Able to run the tests successfully now. Thank you for digging into the
issue.

On Fri, Nov 1, 2019 at 11:04 PM [email protected] <[email protected]>
wrote:

>  Agree that we need to keep hdfs data transient across integration test
> runs. I have removed the volumes in the compose file and updated the PR
> https://github.com/apache/incubator-hudi/pull/989
> Hopefully, this should fix the flakiness.
> Balaji.V
>
>      On Friday, November 1, 2019, 08:26:38 AM PDT, Vinoth Chandar <
> [email protected]> wrote:
>
>  Update on this thread..  There has been progress and we have few fixes
> being tested
> https://github.com/vinothchandar/incubator-hudi/tree/hudi-312-flaky-tests
> https://github.com/apache/incubator-hudi/pull/989
>
> It boiled down the remnants from the previous run hanging around and
> causing invalid states. We also had some threadpool that was n't closed
> upon such an unexpected error causing the jvm to hang around.
> @Balaji Varadarajan  I think its best to rebuild and publish new images
> which use local storage for hdfs . wdyt?
>
> Also filed a few follow ups : HUDI-322, HUDI-323
>
>
> On Sat, Oct 26, 2019 at 9:36 AM Vinoth Chandar <[email protected]> wrote:
>
> Disabling UI is not doing the trick. I think it gets stuck while starting
> up (and not while exiting like I assumed incorrectly before).

━━━

→ WHAT YOU HAVE TO DO
Resume the email thread about the flaky Hudi integration tests, picking up right after its last sentence.

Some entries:

━━━

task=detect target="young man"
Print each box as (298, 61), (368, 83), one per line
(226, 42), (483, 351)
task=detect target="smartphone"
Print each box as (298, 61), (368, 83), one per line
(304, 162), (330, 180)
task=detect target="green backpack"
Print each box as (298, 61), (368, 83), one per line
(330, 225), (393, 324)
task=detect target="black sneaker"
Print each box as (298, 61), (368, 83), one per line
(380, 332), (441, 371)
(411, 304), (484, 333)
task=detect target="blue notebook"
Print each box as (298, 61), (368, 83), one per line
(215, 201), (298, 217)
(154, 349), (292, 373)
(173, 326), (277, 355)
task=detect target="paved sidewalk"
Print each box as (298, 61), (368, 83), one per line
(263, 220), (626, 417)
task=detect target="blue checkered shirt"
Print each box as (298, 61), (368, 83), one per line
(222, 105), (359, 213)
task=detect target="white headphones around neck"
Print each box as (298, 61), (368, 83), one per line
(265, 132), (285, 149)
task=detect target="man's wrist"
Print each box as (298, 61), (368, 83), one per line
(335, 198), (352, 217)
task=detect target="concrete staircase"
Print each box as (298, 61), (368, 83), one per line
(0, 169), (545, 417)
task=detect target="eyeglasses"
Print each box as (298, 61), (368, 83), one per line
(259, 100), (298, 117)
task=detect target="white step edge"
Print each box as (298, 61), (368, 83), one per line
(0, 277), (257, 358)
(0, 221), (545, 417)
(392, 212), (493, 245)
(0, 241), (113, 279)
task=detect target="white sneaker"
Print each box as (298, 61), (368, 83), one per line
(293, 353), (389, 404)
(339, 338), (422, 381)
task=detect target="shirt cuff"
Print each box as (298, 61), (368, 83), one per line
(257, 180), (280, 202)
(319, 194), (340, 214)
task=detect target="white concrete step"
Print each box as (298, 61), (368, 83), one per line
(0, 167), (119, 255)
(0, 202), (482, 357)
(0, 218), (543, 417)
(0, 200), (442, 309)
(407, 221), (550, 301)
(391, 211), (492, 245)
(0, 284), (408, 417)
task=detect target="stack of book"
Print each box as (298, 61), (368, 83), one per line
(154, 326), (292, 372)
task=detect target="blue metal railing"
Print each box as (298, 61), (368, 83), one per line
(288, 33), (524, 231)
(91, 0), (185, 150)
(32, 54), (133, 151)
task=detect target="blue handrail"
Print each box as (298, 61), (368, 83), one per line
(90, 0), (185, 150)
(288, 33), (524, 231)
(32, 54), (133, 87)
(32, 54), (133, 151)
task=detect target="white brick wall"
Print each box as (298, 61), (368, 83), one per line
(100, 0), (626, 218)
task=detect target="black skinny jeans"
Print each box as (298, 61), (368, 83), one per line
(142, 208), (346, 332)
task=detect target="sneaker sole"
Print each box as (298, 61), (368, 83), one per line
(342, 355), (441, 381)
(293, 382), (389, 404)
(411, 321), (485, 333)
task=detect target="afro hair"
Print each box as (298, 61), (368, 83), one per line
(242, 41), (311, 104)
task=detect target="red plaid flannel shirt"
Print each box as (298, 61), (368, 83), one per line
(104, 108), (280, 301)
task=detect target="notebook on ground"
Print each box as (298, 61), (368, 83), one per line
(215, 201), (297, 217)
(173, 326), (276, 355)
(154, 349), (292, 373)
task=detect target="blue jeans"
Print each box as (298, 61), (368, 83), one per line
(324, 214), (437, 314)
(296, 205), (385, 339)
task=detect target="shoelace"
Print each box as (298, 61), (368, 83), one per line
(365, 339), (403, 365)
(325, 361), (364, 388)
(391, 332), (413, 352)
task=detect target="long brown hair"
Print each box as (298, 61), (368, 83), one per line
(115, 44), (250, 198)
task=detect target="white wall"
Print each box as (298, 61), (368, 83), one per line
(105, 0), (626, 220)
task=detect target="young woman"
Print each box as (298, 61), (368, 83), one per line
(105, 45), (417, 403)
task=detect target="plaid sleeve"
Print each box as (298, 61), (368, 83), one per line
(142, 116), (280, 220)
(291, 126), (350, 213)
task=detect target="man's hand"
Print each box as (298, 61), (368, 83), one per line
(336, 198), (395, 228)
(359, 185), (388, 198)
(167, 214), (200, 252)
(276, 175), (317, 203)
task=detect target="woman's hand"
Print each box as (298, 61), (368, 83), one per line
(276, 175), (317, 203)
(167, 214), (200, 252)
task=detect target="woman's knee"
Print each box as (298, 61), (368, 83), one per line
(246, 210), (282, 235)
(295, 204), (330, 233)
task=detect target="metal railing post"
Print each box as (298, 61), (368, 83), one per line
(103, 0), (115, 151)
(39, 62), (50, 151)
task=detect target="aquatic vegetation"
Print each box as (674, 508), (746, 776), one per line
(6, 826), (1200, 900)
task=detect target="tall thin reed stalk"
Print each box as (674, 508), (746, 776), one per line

━━━

→ EXPECTED OUTPUT
>
> On Fri, Oct 25, 2019 at 9:00 AM Vinoth Chandar <[email protected]> wrote:
>
> Could we disable the UI and try again? Its either the jetty threads or the
> two HDFS threads that's hanging on. Cannot understand why the JVM would n't
> exit otherwise.
> On Fri, Oct 25, 2019 at 5:27 AM Bhavani Sudha <[email protected]>
> wrote:
>
> https://gist.github.com/bhasudha/5aac43d93a942f68bcab413a26229292
>  Took a thread dump. Seems like jetty threads are not shutting down? Dont
> see any hudi/spark related activity that is pending. Only threads in
> RUNNABLE state are jetty ones
>
> On Fri, Oct 25, 2019 at 1:54 AM Pratyaksh Sharma <[email protected]>
> wrote:
>
> > Hi Vinoth,
> >
> > > can you try
> > - Do : docker ps -a and make sure there are no lingering containers.
> > - if so, run : cd docker; ./stop_demo.sh
> > - cd ..
> > - mvn clean verify -DskipUTs=true -B
> >
> > I ran the above 3 times. Twice it was successful but once it incurred the
> > same errors I listed in previous mail.
> >
> > On Fri, Oct 25, 2019 at 8:26 AM Vinoth Chandar <
> > [email protected]> wrote:
> >
> > > Got the integ test to hang once, at the same spot as Pratyaksh
> > mentioned..
> > > So it would be a good candidate to drill into.
> > >
> > > @nishith in this state, the containers are all open. So you could just
> > hop
> > > in and stack trace to see whats going on.
> > >
> > >
> > > On Thu, Oct 24, 2019 at 9:14 AM Nishith <[email protected]> wrote:
> > >
> > > > I’m going to look into the flaky tests on Travis sometime today.
> > > >
> > > > -Nishith
> > > >
> > > > Sent from my iPhone
> > > >
> > > > > On Oct 23, 2019, at 10:23 PM, Vinoth Chandar <[email protected]>
> > > wrote:
> > > > >
> > > > > Just to make sure we are on the same page,
> > > > >
> > > > > can you try
> > > > > - Do : docker ps -a and make sure there are no lingering
> containers.
> > > > > - if so, run : cd docker; ./stop_demo.sh
> > > > > - cd ..
> > > > > - mvn clean verify -DskipUTs=true -B
> > > > >
> > > > > and this always gets stuck? The failures on CI seem to be random
> > > > timeouts.
> > > > > Not very related to this.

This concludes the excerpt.